— start of GIVEN RECORDS —

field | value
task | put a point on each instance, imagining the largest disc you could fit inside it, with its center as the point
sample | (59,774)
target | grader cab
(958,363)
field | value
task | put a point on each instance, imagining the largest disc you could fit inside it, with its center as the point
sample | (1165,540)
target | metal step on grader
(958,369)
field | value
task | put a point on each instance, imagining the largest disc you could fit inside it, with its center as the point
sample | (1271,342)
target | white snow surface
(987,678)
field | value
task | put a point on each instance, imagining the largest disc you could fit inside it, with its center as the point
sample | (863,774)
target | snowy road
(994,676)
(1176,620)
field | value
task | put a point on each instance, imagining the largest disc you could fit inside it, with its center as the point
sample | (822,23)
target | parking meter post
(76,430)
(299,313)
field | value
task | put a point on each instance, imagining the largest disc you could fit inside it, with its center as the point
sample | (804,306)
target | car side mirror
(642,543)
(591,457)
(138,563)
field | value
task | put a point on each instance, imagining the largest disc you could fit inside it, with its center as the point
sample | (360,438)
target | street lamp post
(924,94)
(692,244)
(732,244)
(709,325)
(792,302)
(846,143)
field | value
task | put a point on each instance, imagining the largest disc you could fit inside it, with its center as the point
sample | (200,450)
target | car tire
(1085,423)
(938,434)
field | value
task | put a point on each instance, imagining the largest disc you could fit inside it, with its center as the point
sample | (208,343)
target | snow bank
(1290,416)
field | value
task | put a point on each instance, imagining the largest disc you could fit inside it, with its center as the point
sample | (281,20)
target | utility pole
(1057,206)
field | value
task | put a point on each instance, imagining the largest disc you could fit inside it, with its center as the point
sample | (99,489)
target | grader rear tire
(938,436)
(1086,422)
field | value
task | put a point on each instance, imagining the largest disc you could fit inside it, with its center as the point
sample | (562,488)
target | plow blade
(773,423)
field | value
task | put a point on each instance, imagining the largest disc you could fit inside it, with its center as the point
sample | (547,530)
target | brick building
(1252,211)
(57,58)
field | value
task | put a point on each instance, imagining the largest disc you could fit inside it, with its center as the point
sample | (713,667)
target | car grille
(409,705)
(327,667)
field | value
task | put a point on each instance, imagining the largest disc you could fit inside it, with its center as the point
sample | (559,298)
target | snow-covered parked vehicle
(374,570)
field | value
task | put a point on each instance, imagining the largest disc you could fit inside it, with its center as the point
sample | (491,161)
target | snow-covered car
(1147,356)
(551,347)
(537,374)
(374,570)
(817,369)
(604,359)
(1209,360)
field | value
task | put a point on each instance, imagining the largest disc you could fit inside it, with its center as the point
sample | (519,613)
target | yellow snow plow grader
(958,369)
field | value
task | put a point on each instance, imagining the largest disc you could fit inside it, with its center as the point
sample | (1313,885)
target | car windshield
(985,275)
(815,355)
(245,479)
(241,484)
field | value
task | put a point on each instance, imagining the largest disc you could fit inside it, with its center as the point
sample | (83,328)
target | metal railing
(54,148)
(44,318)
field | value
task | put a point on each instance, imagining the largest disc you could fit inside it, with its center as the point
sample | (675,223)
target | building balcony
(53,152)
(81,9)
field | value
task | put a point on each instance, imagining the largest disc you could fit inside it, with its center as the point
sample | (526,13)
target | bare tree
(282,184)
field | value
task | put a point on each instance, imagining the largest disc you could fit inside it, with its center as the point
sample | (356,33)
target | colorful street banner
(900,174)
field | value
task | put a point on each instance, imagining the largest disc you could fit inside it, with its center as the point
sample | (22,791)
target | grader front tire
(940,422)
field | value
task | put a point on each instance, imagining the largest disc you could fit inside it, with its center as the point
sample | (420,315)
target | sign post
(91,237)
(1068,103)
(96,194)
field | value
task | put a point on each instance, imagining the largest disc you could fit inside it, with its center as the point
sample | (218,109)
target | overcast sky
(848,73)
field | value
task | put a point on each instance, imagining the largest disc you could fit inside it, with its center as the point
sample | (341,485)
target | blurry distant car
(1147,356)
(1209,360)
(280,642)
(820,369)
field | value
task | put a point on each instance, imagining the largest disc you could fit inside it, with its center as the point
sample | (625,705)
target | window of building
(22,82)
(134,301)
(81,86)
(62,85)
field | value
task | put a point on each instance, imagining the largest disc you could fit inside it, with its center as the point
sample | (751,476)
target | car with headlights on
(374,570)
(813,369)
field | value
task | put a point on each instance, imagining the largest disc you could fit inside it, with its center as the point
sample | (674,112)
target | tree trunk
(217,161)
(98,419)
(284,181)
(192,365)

— end of GIVEN RECORDS —

TASK INSTRUCTIONS -
Find every line in the entries above that contains the string "street", and copy each one. Case counts.

EXERCISE SOLUTION -
target | street lamp post
target | colorful street banner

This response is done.